▶ **YOUR INSTRUCTIONS**
Report each line of the entries below that contains the word "dark", copying every such line in full.

* Begin DATASET EXTRACT *

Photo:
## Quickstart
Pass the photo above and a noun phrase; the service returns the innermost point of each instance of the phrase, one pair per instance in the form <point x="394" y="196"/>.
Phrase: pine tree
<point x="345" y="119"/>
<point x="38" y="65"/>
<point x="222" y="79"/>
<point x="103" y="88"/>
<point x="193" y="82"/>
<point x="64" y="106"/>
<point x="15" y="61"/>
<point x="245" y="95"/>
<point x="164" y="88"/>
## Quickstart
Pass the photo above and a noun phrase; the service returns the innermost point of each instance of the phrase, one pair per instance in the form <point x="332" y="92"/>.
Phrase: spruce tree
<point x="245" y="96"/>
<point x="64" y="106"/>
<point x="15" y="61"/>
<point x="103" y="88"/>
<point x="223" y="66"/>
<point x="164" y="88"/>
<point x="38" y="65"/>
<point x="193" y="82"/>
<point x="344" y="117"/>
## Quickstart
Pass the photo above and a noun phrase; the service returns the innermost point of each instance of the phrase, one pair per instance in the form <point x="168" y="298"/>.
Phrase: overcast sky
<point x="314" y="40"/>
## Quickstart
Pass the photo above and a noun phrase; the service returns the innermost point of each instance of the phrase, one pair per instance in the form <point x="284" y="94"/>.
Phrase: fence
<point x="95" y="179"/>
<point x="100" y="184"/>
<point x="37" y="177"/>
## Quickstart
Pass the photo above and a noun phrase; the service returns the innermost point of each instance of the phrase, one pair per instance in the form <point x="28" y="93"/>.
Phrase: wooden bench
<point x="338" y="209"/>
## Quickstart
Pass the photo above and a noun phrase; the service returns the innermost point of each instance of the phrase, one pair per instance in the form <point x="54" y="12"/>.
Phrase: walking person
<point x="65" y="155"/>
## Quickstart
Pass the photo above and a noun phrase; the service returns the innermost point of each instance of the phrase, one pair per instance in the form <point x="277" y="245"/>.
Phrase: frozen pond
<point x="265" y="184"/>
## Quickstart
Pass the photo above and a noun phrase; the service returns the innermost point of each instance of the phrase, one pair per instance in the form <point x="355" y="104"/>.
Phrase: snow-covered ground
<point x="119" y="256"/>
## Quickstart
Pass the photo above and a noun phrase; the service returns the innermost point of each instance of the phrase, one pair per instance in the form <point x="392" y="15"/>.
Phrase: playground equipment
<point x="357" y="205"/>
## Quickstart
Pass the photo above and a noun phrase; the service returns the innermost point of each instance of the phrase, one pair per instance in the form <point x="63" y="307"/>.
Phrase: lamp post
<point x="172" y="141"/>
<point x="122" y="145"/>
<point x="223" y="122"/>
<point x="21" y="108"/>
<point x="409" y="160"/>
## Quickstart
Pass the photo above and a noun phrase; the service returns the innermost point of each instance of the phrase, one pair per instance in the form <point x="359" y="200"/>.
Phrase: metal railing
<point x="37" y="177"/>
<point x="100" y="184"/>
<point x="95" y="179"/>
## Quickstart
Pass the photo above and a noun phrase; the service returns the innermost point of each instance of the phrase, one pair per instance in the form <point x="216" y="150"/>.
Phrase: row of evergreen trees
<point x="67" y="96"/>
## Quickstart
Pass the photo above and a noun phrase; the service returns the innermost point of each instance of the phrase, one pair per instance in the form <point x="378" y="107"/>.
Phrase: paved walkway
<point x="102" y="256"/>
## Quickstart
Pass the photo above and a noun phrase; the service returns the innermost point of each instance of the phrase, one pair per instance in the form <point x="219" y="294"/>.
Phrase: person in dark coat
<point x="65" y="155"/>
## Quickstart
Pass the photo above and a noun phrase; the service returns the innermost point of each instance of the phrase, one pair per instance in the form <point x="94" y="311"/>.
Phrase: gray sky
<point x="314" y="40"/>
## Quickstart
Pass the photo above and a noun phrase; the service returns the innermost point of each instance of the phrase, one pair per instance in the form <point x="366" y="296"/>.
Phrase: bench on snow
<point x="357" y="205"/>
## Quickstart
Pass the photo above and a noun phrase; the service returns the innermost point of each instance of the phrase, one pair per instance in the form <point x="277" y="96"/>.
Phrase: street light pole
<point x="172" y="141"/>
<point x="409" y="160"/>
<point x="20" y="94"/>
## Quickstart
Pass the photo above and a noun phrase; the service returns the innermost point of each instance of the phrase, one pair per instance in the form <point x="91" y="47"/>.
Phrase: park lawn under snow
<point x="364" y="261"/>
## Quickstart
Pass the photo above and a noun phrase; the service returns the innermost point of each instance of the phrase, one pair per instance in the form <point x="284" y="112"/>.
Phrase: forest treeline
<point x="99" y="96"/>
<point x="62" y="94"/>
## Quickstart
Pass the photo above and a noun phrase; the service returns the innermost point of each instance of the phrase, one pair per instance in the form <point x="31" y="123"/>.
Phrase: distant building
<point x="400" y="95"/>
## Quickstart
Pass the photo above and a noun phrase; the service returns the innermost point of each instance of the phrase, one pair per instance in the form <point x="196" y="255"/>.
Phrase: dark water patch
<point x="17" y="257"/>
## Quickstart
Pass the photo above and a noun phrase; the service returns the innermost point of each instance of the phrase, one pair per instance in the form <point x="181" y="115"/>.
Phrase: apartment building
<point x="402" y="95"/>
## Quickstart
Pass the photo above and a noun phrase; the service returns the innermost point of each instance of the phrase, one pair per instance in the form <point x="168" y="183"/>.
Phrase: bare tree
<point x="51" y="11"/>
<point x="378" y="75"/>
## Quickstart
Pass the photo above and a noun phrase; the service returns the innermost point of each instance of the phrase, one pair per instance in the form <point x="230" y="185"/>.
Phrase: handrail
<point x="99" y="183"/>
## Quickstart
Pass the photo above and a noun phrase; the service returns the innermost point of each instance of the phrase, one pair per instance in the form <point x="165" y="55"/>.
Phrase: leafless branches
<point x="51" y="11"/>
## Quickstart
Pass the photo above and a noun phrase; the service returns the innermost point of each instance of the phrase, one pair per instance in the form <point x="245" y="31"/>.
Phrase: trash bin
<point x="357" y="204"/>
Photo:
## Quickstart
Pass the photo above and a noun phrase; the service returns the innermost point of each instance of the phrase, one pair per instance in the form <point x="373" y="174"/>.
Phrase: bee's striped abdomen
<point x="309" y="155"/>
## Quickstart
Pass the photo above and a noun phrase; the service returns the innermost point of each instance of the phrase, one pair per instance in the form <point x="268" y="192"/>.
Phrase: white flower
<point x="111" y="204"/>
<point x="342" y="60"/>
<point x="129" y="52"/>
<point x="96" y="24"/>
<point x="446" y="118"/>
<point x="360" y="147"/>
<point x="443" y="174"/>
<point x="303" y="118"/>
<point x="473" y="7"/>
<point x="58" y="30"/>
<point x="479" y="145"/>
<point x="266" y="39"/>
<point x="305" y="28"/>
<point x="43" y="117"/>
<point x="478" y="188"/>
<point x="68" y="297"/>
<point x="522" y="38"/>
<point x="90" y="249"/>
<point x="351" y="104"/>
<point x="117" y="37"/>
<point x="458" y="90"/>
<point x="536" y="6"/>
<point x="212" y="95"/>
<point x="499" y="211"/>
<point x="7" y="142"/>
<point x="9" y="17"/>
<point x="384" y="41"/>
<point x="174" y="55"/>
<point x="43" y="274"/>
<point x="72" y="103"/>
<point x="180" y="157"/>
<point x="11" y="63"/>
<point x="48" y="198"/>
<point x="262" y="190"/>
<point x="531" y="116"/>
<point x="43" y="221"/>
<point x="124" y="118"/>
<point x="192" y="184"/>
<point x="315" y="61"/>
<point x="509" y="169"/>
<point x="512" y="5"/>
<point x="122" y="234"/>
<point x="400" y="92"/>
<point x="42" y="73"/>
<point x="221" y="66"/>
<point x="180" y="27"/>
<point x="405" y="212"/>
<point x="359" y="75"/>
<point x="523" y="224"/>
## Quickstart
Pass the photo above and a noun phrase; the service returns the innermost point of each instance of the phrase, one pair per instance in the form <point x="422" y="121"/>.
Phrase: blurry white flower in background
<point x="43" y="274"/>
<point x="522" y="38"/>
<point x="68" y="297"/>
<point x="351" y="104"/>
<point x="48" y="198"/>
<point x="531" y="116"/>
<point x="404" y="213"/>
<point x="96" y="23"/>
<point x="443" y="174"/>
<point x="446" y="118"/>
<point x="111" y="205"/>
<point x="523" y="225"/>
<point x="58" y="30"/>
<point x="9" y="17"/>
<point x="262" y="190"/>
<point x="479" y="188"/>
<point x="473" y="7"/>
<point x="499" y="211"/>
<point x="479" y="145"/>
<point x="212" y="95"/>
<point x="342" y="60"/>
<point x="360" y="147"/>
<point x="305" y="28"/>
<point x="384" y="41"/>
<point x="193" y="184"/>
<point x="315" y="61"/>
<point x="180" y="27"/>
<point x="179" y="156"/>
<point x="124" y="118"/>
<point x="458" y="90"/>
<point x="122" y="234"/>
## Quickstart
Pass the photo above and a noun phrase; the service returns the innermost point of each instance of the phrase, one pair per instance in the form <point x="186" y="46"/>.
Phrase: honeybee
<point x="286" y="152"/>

* End DATASET EXTRACT *

▶ **EXERCISE RESPONSE**
Phrase: person in dark coat
Phrase: dark water patch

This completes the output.